> [Task instructions] Please reproduce the following records exactly as they appear.
--- Data supplied Enclosed Below ---
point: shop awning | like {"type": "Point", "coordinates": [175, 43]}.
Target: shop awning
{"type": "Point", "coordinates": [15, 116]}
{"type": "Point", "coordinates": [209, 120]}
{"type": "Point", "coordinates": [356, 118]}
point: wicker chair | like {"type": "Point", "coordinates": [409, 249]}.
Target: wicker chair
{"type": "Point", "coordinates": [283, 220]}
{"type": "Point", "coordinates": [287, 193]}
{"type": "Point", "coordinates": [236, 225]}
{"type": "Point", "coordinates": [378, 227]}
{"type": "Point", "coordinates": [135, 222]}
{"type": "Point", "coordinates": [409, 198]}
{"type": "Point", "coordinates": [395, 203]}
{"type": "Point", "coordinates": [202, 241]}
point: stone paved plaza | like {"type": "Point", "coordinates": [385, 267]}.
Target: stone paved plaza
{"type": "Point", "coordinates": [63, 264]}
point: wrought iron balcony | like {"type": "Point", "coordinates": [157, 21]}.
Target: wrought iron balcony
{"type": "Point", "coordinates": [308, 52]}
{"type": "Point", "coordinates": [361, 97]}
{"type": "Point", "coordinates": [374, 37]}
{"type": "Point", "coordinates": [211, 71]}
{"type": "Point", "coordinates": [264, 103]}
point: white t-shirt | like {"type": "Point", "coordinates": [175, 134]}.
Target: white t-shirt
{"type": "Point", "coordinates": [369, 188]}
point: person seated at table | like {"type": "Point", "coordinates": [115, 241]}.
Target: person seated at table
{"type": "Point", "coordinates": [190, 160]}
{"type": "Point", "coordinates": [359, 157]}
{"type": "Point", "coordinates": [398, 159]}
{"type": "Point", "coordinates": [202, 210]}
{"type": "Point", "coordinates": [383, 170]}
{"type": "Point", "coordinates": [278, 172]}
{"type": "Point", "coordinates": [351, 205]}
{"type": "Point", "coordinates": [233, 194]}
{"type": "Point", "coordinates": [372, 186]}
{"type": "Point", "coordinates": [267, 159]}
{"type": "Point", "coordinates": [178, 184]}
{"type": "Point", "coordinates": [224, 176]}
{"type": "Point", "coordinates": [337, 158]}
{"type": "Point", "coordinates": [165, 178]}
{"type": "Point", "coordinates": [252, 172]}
--- End of Enclosed Data supplied ---
> [The completed task]
point: shop awning | like {"type": "Point", "coordinates": [175, 43]}.
Target: shop awning
{"type": "Point", "coordinates": [15, 116]}
{"type": "Point", "coordinates": [209, 120]}
{"type": "Point", "coordinates": [356, 118]}
point: wicker chair | like {"type": "Point", "coordinates": [409, 249]}.
Target: wicker chair
{"type": "Point", "coordinates": [283, 220]}
{"type": "Point", "coordinates": [287, 193]}
{"type": "Point", "coordinates": [236, 225]}
{"type": "Point", "coordinates": [378, 227]}
{"type": "Point", "coordinates": [135, 222]}
{"type": "Point", "coordinates": [409, 198]}
{"type": "Point", "coordinates": [395, 203]}
{"type": "Point", "coordinates": [202, 241]}
point: stone paved plaza | like {"type": "Point", "coordinates": [385, 267]}.
Target: stone paved plaza
{"type": "Point", "coordinates": [63, 264]}
point: wrought iron balcony | like {"type": "Point", "coordinates": [157, 21]}.
Target: wrought iron balcony
{"type": "Point", "coordinates": [308, 52]}
{"type": "Point", "coordinates": [361, 97]}
{"type": "Point", "coordinates": [374, 37]}
{"type": "Point", "coordinates": [211, 71]}
{"type": "Point", "coordinates": [264, 103]}
point: white t-shirt | like {"type": "Point", "coordinates": [175, 134]}.
Target: white t-shirt
{"type": "Point", "coordinates": [369, 188]}
point: person seated at table | like {"type": "Point", "coordinates": [115, 241]}.
Target: person seated at table
{"type": "Point", "coordinates": [190, 160]}
{"type": "Point", "coordinates": [359, 157]}
{"type": "Point", "coordinates": [398, 159]}
{"type": "Point", "coordinates": [202, 210]}
{"type": "Point", "coordinates": [383, 170]}
{"type": "Point", "coordinates": [278, 172]}
{"type": "Point", "coordinates": [351, 205]}
{"type": "Point", "coordinates": [233, 194]}
{"type": "Point", "coordinates": [372, 186]}
{"type": "Point", "coordinates": [267, 159]}
{"type": "Point", "coordinates": [178, 184]}
{"type": "Point", "coordinates": [224, 176]}
{"type": "Point", "coordinates": [337, 158]}
{"type": "Point", "coordinates": [165, 178]}
{"type": "Point", "coordinates": [252, 172]}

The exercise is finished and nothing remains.